PROBLEM STATEMENT:
Format every line of the data below as a numbered list, omitting any blank lines. Leave the pictures out of your answer.

MATERIAL SHOWN:
------------------------------------------------------------------------

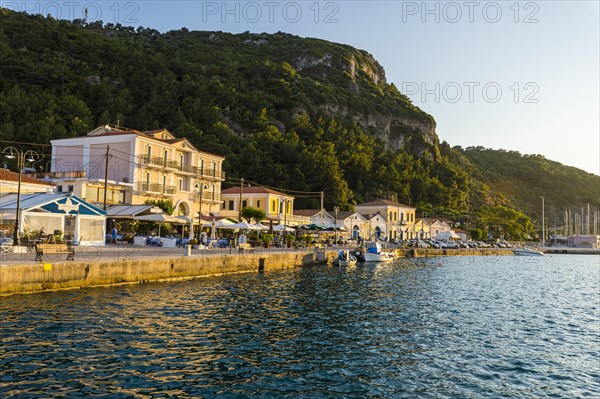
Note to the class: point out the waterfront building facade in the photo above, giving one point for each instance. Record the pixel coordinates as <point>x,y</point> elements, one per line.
<point>396,221</point>
<point>353,223</point>
<point>9,183</point>
<point>315,216</point>
<point>150,165</point>
<point>276,205</point>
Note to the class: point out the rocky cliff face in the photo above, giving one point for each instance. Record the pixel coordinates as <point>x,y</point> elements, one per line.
<point>390,129</point>
<point>362,74</point>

------------------------------------------------------------------------

CORRECT RESPONSE:
1. Note to the class: point out the waterfront building facade in the photo above, giving one point for each instance. Record the pixel coordinates as <point>x,y</point> elements, one per line.
2. <point>396,221</point>
3. <point>353,223</point>
4. <point>9,183</point>
5. <point>315,216</point>
6. <point>150,165</point>
7. <point>276,205</point>
8. Note to the class: point out the rocky cliff face in the photo above, giving one point for each instance. Record the pixel coordinates as <point>x,y</point> elements, one per line.
9. <point>390,129</point>
10. <point>362,74</point>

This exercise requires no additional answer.